TEXTE DE LA PAGE:
★ ★ ★

Yves et Martin : Farces et attrapes
La rencontre entre l’humoriste YVES PELLETIER et le comédien MARTIN DRAINVILLE promettait beaucoup. Malheureusement, leur premier spectacle ne propose rien de bien nouveau dans le paysage de l’humour québécois.
Dans le merveilleux monde du showbiz, la fin devrait justifier les moyens. Pour leur premier spectacle Yves et Martin, produit par Spectra, Yves Pelletier et Martin Drainville ont mis le paquet. Dans la lignée des shows de Rock et Belles Oreilles (RBO) – et à contre-courant ºdu minimalisme de spectacles plus récents, comme ceux de Lise Dion ou de Pierre Légaré -, le duo a misé sur le grand déploiement scénique. Le problème, c’est que tous ces moyens servent très peu la performance de ces deux artistes au talent indéniable.

★ ★ ★

EXTRAITS DES LIGNES:
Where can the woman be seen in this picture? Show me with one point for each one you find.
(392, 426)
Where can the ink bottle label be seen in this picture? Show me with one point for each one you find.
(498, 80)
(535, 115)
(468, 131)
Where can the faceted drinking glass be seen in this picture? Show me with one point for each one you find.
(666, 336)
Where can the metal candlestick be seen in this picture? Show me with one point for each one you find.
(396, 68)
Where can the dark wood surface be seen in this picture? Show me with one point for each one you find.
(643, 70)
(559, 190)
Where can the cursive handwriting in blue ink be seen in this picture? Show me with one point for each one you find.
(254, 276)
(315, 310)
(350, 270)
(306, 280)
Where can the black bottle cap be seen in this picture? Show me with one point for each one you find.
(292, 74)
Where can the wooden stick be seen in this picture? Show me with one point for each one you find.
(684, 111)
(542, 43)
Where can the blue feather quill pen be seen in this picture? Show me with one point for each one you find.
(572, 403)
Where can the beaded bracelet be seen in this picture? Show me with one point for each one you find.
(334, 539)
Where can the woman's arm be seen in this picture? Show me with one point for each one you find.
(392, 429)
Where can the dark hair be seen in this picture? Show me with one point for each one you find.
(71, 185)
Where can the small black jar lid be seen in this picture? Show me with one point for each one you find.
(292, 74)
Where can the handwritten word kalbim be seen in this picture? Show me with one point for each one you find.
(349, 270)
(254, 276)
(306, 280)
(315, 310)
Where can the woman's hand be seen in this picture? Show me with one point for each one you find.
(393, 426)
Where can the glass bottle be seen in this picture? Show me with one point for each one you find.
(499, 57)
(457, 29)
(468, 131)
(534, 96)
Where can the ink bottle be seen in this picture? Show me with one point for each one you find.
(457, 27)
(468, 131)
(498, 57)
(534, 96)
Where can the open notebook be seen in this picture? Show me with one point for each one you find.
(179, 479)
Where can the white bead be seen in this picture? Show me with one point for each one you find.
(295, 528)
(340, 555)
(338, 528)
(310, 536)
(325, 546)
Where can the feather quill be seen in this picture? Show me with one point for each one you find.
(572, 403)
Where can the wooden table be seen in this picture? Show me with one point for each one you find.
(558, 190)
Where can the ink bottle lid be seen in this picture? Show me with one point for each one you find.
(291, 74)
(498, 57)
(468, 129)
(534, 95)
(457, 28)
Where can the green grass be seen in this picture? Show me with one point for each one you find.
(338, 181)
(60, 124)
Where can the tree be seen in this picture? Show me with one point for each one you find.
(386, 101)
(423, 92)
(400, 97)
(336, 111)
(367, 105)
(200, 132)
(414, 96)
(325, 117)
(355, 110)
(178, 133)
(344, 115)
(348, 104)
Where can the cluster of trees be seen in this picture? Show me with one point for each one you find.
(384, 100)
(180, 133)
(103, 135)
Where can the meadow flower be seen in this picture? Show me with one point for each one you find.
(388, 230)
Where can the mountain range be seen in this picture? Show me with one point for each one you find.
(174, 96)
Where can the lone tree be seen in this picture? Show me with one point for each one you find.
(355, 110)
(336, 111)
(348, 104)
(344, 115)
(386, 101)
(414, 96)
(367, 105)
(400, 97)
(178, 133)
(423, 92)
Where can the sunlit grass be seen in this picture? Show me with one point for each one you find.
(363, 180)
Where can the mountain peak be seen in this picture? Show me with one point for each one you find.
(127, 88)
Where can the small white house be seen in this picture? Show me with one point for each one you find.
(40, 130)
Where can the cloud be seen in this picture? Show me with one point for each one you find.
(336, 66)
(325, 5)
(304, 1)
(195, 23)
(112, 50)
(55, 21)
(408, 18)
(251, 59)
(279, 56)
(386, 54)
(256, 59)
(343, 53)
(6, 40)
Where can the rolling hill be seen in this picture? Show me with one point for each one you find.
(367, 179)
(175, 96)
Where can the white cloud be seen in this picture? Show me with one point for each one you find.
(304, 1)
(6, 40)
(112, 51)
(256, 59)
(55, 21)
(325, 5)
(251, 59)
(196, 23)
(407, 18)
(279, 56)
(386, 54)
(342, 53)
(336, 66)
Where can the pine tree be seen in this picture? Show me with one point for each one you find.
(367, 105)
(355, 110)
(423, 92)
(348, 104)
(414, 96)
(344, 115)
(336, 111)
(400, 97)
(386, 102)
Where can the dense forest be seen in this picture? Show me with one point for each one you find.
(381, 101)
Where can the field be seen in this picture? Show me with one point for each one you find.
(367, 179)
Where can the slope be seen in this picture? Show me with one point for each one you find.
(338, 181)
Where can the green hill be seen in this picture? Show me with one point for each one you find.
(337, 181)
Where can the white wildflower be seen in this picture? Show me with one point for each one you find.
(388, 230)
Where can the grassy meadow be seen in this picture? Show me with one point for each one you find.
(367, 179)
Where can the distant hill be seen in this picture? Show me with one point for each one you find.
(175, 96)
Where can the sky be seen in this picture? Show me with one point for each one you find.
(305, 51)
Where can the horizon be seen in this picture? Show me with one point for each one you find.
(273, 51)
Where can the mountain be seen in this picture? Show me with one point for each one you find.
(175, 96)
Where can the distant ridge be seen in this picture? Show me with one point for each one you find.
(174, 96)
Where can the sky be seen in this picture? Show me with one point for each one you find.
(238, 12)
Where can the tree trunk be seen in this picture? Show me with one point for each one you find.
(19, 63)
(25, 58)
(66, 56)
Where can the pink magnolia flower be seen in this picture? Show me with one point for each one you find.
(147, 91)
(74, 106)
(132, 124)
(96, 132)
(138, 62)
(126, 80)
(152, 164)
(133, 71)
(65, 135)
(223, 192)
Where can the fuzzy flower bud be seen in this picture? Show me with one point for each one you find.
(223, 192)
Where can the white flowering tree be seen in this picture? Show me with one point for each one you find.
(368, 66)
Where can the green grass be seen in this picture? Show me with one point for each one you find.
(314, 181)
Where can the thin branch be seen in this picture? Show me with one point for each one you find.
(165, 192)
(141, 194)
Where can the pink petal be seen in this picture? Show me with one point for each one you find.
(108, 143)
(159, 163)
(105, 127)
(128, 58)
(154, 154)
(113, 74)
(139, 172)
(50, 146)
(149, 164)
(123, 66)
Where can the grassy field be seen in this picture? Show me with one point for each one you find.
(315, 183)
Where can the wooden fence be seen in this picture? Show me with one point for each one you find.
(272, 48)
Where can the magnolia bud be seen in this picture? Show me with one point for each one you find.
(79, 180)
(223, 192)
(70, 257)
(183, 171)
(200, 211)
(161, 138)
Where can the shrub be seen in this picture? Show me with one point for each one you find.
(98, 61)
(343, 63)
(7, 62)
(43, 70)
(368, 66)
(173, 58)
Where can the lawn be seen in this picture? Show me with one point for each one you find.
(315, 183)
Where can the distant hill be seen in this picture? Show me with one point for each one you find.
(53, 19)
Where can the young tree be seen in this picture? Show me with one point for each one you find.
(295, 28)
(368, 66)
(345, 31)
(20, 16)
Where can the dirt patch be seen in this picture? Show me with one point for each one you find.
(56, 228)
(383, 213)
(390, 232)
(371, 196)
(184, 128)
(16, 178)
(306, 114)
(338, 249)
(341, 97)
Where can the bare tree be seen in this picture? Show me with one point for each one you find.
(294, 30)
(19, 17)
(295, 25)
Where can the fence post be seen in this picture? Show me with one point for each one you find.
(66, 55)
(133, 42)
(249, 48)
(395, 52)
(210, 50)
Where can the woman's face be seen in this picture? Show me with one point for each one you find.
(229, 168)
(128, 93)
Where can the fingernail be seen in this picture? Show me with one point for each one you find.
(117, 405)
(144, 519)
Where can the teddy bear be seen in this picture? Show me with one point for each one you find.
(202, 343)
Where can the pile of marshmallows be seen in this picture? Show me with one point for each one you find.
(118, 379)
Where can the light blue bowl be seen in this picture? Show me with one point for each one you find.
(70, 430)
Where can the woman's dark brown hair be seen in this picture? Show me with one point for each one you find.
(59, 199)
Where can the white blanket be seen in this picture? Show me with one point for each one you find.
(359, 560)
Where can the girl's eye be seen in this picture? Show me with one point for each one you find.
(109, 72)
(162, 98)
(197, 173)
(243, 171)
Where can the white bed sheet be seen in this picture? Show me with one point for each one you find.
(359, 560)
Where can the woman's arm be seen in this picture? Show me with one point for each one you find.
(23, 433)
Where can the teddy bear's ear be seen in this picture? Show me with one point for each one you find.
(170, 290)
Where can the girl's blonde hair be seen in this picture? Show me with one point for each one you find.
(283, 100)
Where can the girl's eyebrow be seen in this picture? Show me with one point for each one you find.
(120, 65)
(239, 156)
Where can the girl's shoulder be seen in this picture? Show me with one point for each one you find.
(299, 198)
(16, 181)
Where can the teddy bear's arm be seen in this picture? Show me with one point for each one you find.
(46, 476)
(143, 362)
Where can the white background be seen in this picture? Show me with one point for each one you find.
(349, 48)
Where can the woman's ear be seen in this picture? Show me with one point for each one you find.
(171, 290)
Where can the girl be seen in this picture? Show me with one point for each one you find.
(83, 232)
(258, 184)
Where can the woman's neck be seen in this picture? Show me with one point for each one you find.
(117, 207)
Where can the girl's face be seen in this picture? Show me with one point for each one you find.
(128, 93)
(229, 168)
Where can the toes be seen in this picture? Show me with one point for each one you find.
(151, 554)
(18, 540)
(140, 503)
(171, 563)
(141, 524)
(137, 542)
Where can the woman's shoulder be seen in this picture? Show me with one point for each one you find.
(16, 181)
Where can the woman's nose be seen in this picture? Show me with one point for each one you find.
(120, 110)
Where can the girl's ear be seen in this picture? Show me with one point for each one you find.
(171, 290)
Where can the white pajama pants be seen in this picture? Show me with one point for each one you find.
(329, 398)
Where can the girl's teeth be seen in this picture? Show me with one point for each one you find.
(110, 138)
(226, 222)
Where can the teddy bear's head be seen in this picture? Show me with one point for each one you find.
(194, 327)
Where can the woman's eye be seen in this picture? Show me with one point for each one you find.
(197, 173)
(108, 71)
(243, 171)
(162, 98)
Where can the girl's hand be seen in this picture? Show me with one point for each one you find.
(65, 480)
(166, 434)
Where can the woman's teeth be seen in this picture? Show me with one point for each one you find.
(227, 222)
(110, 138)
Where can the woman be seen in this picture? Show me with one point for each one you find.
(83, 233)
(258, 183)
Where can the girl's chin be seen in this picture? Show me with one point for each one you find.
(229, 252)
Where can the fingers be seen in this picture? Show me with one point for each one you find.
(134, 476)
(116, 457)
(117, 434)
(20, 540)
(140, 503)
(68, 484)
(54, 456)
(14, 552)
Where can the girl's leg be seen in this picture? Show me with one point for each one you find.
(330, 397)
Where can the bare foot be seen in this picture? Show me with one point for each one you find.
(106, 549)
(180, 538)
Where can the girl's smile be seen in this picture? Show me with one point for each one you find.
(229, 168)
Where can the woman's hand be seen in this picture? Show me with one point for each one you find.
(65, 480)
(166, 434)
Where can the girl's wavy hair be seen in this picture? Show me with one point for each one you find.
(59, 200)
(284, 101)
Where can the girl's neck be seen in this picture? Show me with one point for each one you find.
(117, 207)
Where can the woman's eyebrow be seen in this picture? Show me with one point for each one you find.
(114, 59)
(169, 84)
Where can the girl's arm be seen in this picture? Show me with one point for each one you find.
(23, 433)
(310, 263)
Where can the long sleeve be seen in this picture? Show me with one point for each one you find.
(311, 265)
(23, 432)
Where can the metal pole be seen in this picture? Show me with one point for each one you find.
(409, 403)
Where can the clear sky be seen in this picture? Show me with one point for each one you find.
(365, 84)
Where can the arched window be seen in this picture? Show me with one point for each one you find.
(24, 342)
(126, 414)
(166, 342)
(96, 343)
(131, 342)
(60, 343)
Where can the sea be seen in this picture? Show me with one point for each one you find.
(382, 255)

★ ★ ★

ÉNONCÉ:
Reprenez la critique du spectacle d'Yves et Martin après sa dernière phrase et rédigez-en la suite.

RÉPONSE ATTENDUE:
D’entrée de jeu, les humoristes annoncent leurs couleurs. Pelletier et Drainville entrent en scène simplement vêtus de collants et de sous-vêtements, au milieu d’un dépouillement digne des spectacles amateurs. Puis, le rideau se lève sur leur véritable environnement scénique: un gros (et inutile) décor signé Pierre Labonté; de nombreux accessoires; une pléthore de costumes (huit concepteurs ont assisté Suzanne Harel à la réalisation des costumes!); des éclairages soignés; des projections de films; de la danse, du rap et des chansons originales…
C’est beaucoup de bruit pour rien! Car à la fin d’Yves et Martin, un show mis en scène par Louis Saïa et présenté ce mois-ci au Spectrum de Montréal et au Capitole à Québec, on se demande ce que les humoristes ont voulu exprimer. On cherche un point de vue sur notre société, un thème particulier, un ton original, ou encore une audace rafraîchissante… En vain. Yves et Martin propose une série de flashs éparpillés dans un spectacle drôle par moments, mais insignifiant dans l’ensemble.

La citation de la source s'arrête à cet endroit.